EXERCISE:
Each entry below is to be printed verbatim.

RECORD EXTRACTS:

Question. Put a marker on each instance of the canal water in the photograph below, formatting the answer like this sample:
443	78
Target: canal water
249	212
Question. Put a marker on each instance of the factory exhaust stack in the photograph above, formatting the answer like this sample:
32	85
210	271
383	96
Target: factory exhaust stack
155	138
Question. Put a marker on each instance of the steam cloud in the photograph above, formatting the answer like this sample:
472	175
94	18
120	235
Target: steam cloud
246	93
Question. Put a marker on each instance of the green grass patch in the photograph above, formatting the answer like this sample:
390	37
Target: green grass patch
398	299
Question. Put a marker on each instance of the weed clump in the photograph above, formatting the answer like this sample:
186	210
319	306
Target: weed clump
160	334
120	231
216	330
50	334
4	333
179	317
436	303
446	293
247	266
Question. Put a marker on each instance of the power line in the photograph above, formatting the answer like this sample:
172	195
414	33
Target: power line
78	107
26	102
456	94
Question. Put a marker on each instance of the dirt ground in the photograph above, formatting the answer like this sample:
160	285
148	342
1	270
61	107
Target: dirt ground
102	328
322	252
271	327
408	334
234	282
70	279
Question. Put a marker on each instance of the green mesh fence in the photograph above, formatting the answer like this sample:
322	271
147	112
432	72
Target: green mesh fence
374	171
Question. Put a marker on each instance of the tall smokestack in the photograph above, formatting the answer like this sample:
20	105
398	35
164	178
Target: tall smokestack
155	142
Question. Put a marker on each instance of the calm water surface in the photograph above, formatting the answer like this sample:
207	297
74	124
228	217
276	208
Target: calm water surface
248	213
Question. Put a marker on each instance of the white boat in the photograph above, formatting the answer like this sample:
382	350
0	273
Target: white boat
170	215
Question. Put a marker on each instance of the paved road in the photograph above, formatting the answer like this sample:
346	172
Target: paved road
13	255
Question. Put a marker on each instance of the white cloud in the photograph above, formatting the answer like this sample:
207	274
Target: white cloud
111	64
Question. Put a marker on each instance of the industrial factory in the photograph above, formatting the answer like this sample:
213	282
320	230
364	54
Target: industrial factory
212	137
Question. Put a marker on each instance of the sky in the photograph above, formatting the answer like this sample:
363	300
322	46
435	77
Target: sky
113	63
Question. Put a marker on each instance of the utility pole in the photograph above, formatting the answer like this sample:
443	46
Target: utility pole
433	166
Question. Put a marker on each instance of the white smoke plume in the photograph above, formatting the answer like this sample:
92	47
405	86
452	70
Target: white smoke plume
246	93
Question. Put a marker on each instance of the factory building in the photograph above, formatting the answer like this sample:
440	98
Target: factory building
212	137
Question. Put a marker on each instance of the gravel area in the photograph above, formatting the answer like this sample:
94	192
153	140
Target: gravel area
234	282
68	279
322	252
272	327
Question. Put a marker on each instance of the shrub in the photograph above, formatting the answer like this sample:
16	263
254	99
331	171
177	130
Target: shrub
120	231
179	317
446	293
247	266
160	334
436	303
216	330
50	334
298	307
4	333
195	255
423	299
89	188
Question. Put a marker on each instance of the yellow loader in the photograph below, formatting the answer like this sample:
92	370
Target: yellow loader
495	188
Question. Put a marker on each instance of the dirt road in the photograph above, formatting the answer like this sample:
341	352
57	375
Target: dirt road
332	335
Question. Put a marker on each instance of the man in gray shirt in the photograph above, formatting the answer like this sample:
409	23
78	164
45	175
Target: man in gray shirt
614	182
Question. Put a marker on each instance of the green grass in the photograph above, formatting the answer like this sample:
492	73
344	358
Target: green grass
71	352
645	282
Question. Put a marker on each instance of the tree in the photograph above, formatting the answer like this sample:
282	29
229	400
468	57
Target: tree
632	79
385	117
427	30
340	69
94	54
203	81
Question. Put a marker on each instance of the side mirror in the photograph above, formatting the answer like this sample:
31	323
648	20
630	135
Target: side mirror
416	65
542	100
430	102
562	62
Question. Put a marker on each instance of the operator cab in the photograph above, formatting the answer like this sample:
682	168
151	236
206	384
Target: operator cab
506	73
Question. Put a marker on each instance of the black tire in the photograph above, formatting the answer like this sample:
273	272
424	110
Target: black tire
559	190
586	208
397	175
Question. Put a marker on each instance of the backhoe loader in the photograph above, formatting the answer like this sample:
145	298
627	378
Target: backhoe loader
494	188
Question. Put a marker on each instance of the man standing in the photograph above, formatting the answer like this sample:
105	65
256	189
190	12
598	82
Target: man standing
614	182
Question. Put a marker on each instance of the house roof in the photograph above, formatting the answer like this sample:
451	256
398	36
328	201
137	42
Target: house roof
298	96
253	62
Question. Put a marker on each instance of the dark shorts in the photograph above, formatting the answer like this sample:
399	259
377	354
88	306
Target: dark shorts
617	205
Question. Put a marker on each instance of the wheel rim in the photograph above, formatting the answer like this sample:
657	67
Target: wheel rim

THE COMPLETED TASK:
Question. Put a marker on each instance of the canal water in the photograph below, formatting the answer like this sample:
443	78
Target: canal water
249	212
Question. Put a marker on each instance of the factory exhaust stack in the photograph above, formatting the answer like this sample:
32	85
210	271
383	96
Target: factory exhaust stack
155	138
Question. Put a marker on each instance of the steam cloud in the photograph above, formatting the answer like this sample:
472	175
94	18
120	235
Target: steam cloud
246	93
Question. Put a marker on each instance of the green grass patch in the photograph above, formatting the answer like this sample:
390	37
Target: green grass patch
398	299
Question. Put a marker on each instance of the weed clump in the photograph above, formatting the answer like this sample:
186	210
319	306
Target: weed clump
160	334
120	231
216	330
50	334
4	333
179	317
436	303
446	293
247	266
Question. Put a marker on each instance of the power line in the photograph above, formatting the answer like this sample:
172	195
414	33
Target: power line
78	107
26	102
456	94
Question. Put a marker on each instance of the dirt ground in the photograph above, formatting the answer like this sample:
160	285
148	342
1	270
61	107
Target: dirt ground
102	328
322	252
271	327
408	334
234	282
70	279
Question. Put a marker on each instance of the green mesh fence in the photograph above, formatting the answer like this sample:
322	271
147	112
432	72
Target: green mesh fence
374	171
Question. Put a marker on each instance of the tall smokestack in the photograph above, formatting the answer like this sample:
20	105
398	35
164	178
Target: tall smokestack
155	142
Question. Put a marker on each instance of the calm water surface in the photograph above, formatting the answer like this sample:
207	297
74	124
228	217
276	208
Target: calm water surface
248	213
Question. Put a marker on each instance of the white boat in the photograph above, formatting the answer like this sample:
382	350
0	273
Target: white boat
170	215
Question. Put a marker on each instance of the paved road in the photograph above, formatting the answer like this sample:
346	172
Target: paved road
13	255
Question. Put a marker on each instance of the white cloud in the photograph above, formatting the answer like this sample:
207	274
Target: white cloud
111	64
Question. Put a marker on each instance of the industrial factory in the photograph above, formatting the answer like this sample:
213	282
320	230
364	54
Target: industrial factory
212	137
Question. Put a marker on each instance of the sky in the photograph above, formatting the answer like this sample:
363	300
322	46
435	77
Target: sky
113	63
Question. Put a marker on each instance of the utility pole in the photograph above, formatting the answer like this sample:
443	46
Target: utility pole
433	166
Question. Put a marker on each instance of the white smoke plume in the photograph above, formatting the answer like this sample:
92	47
405	86
452	70
Target: white smoke plume
246	93
Question. Put a marker on each instance of the factory building in the photograph above, formatting the answer like this sample:
440	98
Target: factory building
212	137
Question. Put a marker on each instance of the gravel area in the photograph above, formatting the answer like this sample:
94	192
153	140
Target: gravel area
234	282
68	279
322	252
272	327
Question. Put a marker on each instance of the shrub in the photograph above, formatting the answer like this sample:
16	263
254	99
331	171
177	130
Target: shrub
120	231
179	317
446	293
247	266
160	334
436	303
216	330
50	334
298	307
4	333
195	255
423	299
89	188
Question. Put a marker on each instance of the yellow loader in the photograph below, formatting the answer like this sample:
92	370
Target: yellow loader
495	188
Question. Put a marker on each instance of the dirt road in the photograph above, formatting the answer like this sample:
341	352
57	375
Target: dirt road
332	335
Question. Put a marker on each instance of the man in gray shirt in the photograph above, formatting the answer like this sample:
409	23
78	164
45	175
Target: man in gray shirt
614	182
Question. Put a marker on each instance of the green grass in the photograph above, formatting the answer like this sample:
492	73
344	358
Target: green grass
71	352
645	282
Question. Put a marker on each instance of the tree in the photograph above, formatting the answer like this sample:
282	29
229	400
468	57
Target: tree
632	79
385	117
427	30
340	69
94	54
203	81
Question. Put a marker on each instance of the side mirror in the photograph above, formatting the answer like this sample:
31	323
648	20
630	135
Target: side mirror
416	65
542	100
430	102
562	62
Question. Put a marker on each instance of the operator cab in the photograph above, formatting the answer like this sample:
682	168
151	236
206	384
Target: operator cab
506	73
Question. Put a marker on each instance of the black tire in the photograph above, formatting the answer like this sample:
273	272
424	110
Target: black tire
559	190
586	208
397	175
Question. Put a marker on each instance of the backhoe loader in the photograph above, formatting the answer like this sample:
145	298
627	378
Target: backhoe loader
494	188
Question. Put a marker on each instance of the man standing in the photograph above, formatting the answer like this sample:
105	65
256	189
190	12
598	82
Target: man standing
614	182
Question. Put a marker on each instance of the house roof in the photograph above, formatting the answer like this sample:
451	256
398	36
328	201
137	42
Target: house roof
298	96
253	62
Question. Put a marker on each instance of the dark shorts in the photograph above, formatting the answer like this sample:
399	259
377	354
88	306
Target: dark shorts
617	205
Question. Put a marker on each instance of the wheel rim in the photograph above, formatting the answer like this sample:
657	67
Target: wheel rim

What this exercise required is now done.